_Set problem:_ Please give the full-time population of Punta del Este, according to the text below comparing Punta del Este and Viña del Mar.
---------- Passage provided ----------
Expat community. Neither city has a large, organized expat community. There are expats in both who get together on occasion, but otherwise are blended into the community. If you want to live among North Americans and speak mostly English, you have better beach resort choices.
Access. Both of these coastal cities get poor marks on this score. For Uruguay, you'd fly to Montevideo. The nearest major airport in Chile is in Santiago. Both those flights are about nine and a half hours from Miami. Then, from the international airport, you'd travel two hours by car to reach your destination.
Crime and safety. Punta del Este and Viña del Mar are both safe cities in countries with honest cultures. I'd give Punta del Este the edge here, because it's small and wealthy, but without enough of an edge to be a deal breaker.
While these two top choices for coastal resort retirement living are similar in many ways, there are several important ways that they're different:
Image. Punta del Este is better known and more prestigious than Viña del Mar. It attracts famous people. This tends to inflate the prices, so unless it's important that you see Michael Caine on the beach or bump into Shakira in the grocery store, Punta's notoriety isn't an advantage and could be a negative.
City services. Viña del Mar is more of a full-service city, with a population of more than 300,000. Punta del Este is more of a tourist destination. Only when considered together with the adjacent city of Maldonado (population 62,000) can Punta del Este be considered to provide a full complement of services for day-to-day living.
Punta del Este has a full-time population of around 10,000, but receives 500,000 summertime visitors from around the world, so the seasonal change is far greater than in Viña del Mar. And while Viña del Mar is open all year, life in Punta del Este slows down considerably during the winter months of June through September, with some businesses closed. Some retirees living here might love it when the tourists go home, while others will find it overly quiet.
---------- Excerpted data ----------
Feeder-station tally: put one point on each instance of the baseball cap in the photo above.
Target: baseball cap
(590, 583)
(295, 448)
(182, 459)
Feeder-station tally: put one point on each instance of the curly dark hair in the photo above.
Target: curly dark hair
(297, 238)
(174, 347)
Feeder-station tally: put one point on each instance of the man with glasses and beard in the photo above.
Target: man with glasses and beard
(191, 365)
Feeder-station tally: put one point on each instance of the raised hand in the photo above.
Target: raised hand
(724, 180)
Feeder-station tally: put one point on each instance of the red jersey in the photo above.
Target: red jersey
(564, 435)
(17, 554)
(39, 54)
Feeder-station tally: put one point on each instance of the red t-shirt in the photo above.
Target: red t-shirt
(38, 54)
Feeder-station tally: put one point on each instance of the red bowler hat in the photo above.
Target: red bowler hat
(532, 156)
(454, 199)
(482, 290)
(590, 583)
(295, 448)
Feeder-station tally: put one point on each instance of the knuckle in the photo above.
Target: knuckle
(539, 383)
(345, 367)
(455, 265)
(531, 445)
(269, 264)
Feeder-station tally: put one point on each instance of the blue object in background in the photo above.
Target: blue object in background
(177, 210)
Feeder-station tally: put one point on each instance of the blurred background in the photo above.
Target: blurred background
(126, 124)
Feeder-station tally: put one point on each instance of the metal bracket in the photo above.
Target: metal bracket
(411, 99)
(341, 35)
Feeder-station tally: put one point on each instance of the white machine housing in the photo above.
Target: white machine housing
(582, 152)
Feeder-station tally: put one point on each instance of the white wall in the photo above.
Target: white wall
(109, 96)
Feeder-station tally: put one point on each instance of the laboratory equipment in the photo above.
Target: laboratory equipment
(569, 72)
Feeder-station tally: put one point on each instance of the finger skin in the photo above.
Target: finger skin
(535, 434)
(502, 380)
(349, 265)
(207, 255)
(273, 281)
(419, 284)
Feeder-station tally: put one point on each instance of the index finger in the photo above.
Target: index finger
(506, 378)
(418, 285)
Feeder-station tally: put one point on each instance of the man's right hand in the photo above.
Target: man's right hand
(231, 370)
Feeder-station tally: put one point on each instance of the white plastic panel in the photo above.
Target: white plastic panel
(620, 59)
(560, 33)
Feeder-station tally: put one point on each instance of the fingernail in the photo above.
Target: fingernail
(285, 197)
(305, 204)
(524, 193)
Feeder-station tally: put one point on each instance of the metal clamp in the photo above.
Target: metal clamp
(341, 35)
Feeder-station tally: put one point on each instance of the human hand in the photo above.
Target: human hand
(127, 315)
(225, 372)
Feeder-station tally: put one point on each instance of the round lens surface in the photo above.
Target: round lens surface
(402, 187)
----------
_Reply:_ Around 10,000